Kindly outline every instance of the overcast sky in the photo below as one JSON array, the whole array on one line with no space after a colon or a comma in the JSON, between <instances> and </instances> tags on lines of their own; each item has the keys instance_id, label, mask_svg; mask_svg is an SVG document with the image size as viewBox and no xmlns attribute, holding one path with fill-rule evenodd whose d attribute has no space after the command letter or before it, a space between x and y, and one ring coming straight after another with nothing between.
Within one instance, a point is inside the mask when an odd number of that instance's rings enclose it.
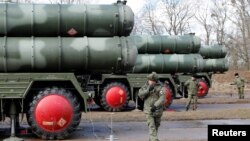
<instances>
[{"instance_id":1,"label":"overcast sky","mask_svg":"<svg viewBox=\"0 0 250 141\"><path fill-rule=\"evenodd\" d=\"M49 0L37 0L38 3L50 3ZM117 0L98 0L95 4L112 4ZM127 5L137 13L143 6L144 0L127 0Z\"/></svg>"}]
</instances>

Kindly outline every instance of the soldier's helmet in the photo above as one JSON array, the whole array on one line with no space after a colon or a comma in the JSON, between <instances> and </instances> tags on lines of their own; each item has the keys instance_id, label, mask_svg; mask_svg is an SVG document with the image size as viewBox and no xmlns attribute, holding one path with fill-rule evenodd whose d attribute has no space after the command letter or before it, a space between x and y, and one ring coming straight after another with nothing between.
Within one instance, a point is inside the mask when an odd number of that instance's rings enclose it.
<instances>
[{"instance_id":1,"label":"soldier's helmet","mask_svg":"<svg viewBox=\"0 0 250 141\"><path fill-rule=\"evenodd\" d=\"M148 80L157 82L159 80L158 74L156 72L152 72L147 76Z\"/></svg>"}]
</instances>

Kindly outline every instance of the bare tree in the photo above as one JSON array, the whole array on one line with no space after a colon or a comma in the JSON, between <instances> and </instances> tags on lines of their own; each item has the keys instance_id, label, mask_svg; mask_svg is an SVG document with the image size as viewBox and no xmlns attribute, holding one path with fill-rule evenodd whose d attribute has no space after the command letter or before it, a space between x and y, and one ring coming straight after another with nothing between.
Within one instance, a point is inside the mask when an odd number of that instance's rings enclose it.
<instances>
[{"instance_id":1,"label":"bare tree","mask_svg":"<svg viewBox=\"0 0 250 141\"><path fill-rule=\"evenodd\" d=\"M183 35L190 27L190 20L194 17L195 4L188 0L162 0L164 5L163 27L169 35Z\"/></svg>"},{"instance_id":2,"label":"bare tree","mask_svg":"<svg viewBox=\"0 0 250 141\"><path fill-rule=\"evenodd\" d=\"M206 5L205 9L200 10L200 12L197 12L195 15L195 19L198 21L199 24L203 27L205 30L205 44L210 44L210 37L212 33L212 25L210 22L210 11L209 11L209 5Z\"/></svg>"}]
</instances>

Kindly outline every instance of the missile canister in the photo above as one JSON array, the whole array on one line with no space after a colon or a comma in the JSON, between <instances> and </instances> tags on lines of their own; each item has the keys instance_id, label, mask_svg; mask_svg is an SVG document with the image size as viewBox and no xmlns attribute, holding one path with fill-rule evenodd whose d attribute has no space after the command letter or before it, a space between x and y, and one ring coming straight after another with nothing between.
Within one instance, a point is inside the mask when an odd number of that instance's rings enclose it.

◆ ◆ ◆ ◆

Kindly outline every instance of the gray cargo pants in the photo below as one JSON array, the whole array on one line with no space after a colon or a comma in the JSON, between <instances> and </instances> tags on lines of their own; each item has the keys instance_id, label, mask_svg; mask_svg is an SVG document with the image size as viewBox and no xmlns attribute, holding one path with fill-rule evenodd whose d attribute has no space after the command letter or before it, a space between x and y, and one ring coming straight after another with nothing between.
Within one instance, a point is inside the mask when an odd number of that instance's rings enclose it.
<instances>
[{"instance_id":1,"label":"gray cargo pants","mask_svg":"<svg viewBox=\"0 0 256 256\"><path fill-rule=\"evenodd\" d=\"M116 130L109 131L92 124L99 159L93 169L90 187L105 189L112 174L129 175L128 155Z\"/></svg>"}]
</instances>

◆ ◆ ◆ ◆

● **YOUR GOAL**:
From the listing above, copy out each line that contains the string "cargo", leaving out every other line. Treat uppercase and lowercase as different.

● **EXERCISE OUTPUT**:
Kindly outline every instance of the gray cargo pants in the photo below as one JSON array, the whole array on one line with no space after a colon or a comma in the JSON, between <instances> and </instances> tags on lines of their own; each item has the keys instance_id, label, mask_svg; mask_svg is an SVG document with the image size as viewBox and no xmlns attribute, holding one path with fill-rule evenodd whose d attribute has no space after the command letter or before it, a space between x and y, and one ring coming straight after another with nothing between.
[{"instance_id":1,"label":"gray cargo pants","mask_svg":"<svg viewBox=\"0 0 256 256\"><path fill-rule=\"evenodd\" d=\"M116 130L109 131L92 124L99 159L93 169L90 187L105 189L112 174L129 175L128 155Z\"/></svg>"}]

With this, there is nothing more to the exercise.